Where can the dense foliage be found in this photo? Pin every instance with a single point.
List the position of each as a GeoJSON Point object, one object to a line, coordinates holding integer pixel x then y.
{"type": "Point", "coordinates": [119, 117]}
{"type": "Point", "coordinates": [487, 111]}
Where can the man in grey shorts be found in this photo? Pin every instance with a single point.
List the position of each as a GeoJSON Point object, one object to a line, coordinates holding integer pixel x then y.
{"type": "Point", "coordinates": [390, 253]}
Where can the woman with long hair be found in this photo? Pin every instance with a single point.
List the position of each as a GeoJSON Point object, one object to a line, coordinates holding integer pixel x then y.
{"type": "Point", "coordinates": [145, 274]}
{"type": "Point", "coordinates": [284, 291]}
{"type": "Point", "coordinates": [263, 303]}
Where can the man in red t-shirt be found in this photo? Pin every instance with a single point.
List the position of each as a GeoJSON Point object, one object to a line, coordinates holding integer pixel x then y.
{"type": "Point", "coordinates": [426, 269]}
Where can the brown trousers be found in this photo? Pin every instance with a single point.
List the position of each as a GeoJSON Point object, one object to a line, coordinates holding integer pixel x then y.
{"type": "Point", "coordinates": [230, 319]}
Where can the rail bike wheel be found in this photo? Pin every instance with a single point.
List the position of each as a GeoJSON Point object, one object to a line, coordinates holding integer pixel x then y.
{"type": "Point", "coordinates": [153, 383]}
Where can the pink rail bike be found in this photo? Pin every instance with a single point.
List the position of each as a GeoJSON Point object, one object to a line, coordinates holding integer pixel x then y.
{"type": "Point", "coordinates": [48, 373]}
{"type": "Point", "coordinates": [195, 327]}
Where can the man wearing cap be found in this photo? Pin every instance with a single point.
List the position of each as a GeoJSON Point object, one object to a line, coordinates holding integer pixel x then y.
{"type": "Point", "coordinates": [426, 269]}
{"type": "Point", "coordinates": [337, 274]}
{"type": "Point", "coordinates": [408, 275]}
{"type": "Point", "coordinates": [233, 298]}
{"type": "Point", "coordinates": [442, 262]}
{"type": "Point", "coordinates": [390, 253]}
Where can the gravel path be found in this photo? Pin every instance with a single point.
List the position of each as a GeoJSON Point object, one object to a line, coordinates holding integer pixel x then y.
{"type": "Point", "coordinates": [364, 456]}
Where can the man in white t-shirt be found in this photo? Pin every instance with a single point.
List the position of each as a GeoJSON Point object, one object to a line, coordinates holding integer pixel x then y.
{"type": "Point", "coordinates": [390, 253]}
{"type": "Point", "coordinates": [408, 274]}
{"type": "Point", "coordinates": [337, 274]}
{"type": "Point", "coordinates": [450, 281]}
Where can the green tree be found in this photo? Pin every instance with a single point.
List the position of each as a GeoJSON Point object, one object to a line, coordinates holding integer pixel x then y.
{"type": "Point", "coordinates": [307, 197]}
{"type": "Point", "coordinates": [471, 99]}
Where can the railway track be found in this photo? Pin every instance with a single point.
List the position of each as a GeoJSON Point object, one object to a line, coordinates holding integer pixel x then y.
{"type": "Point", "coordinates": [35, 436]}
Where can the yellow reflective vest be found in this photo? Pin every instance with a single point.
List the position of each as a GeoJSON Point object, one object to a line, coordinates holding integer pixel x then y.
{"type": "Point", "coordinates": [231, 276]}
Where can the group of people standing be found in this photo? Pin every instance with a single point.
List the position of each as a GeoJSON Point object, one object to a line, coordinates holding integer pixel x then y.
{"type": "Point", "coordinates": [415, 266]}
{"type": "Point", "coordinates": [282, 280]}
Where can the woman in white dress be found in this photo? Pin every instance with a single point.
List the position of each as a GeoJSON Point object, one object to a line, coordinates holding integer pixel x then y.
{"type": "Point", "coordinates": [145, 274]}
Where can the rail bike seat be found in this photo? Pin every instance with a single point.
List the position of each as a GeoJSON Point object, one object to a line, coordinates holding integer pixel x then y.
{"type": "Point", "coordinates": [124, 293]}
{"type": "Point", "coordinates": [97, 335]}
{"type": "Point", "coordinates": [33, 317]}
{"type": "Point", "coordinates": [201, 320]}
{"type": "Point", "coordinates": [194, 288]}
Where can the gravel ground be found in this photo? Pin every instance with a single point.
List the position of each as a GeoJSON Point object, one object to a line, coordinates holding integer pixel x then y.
============
### Objective
Return all of the lines above unchanged, character for character.

### Output of the exercise
Where can the dense foliage be found in this photo? Pin every instance with a single point.
List the position of each as a GeoJSON Point object, one object to a line, coordinates holding integer pixel x then y.
{"type": "Point", "coordinates": [119, 117]}
{"type": "Point", "coordinates": [487, 111]}
Where can the man in grey shorts be found in this photo? Pin every instance with a single point.
List the position of each as a GeoJSON Point object, one object to a line, coordinates holding integer pixel x then y.
{"type": "Point", "coordinates": [390, 253]}
Where can the woman with long hair be found in this photo? Pin every instance with a single point.
List the position of each as a GeoJSON Point object, one object to a line, coordinates holding integer pixel x then y.
{"type": "Point", "coordinates": [145, 274]}
{"type": "Point", "coordinates": [284, 291]}
{"type": "Point", "coordinates": [263, 303]}
Where can the man in red t-shirt be found in this photo? Pin every instance with a single point.
List the position of each as a GeoJSON Point object, one object to a line, coordinates holding integer pixel x then y.
{"type": "Point", "coordinates": [426, 269]}
Where can the brown trousers be found in this photo? Pin every instance with a single point.
List the position of each as a GeoJSON Point object, one object to a line, coordinates holding integer pixel x then y.
{"type": "Point", "coordinates": [230, 319]}
Where can the rail bike wheel be found in this photo? Pin every instance with a single point.
List the position of each as a GeoJSON Point object, one object to a line, coordinates holding integer pixel x then y.
{"type": "Point", "coordinates": [153, 383]}
Where can the pink rail bike be found in this photo? Pin every instance with a single point.
List the position of each as a GeoJSON Point object, one object to a line, coordinates holding integer pixel x then y.
{"type": "Point", "coordinates": [48, 373]}
{"type": "Point", "coordinates": [195, 327]}
Where can the man wearing cap be found in this photo? Pin every instance with a single point.
List the position of each as a GeoJSON Point object, one object to a line, coordinates holding integer pixel x then y.
{"type": "Point", "coordinates": [426, 269]}
{"type": "Point", "coordinates": [337, 274]}
{"type": "Point", "coordinates": [408, 275]}
{"type": "Point", "coordinates": [233, 298]}
{"type": "Point", "coordinates": [442, 262]}
{"type": "Point", "coordinates": [390, 253]}
Where can the gravel path be found in this photo? Pin every instance with a single point.
List the position of each as a GeoJSON Point object, one object to a line, coordinates holding integer pixel x then y.
{"type": "Point", "coordinates": [364, 456]}
Where can the man in white t-shirt be found in this photo? Pin every instance with a single point.
List the position of each as a GeoJSON Point object, one object to a line, coordinates holding integer pixel x then y.
{"type": "Point", "coordinates": [390, 253]}
{"type": "Point", "coordinates": [408, 274]}
{"type": "Point", "coordinates": [337, 274]}
{"type": "Point", "coordinates": [450, 281]}
Where can the green tree be found in this photo? Pin every instance with a single point.
List the position of each as a GeoJSON Point object, one object to a line, coordinates holding integer pixel x then y.
{"type": "Point", "coordinates": [307, 197]}
{"type": "Point", "coordinates": [471, 99]}
Where can the railway track be found in this photo? Pin every instance with a single point.
List the position of each as a GeoJSON Point object, one object to a line, coordinates holding integer pixel x then y.
{"type": "Point", "coordinates": [35, 436]}
Where can the yellow reflective vest be found in this photo? Pin every instance with a single point.
List the position of each as a GeoJSON Point object, one object to a line, coordinates holding integer pixel x then y.
{"type": "Point", "coordinates": [231, 276]}
Where can the group of people standing be found in this photo? Pin every instance with a single point.
List the position of each as a GeoJSON Point object, one object to a line, coordinates holding integer pixel x then y.
{"type": "Point", "coordinates": [415, 266]}
{"type": "Point", "coordinates": [282, 280]}
Where can the woman in white dress be found in this photo? Pin every instance with a single point.
List the position of each as a GeoJSON Point object, one object to a line, coordinates holding integer pixel x then y.
{"type": "Point", "coordinates": [145, 274]}
Where can the rail bike seat be found in this photo? Pin every instance with a single point.
List the position of each as a GeoJSON Point object, one object to a line, coordinates holding integer pixel x then y.
{"type": "Point", "coordinates": [124, 293]}
{"type": "Point", "coordinates": [97, 335]}
{"type": "Point", "coordinates": [33, 317]}
{"type": "Point", "coordinates": [201, 320]}
{"type": "Point", "coordinates": [194, 288]}
Where can the gravel ground be found in this photo? Pin every instance with a single point.
List the position of each as a GeoJSON Point object, one object to a line, coordinates holding integer pixel x then y.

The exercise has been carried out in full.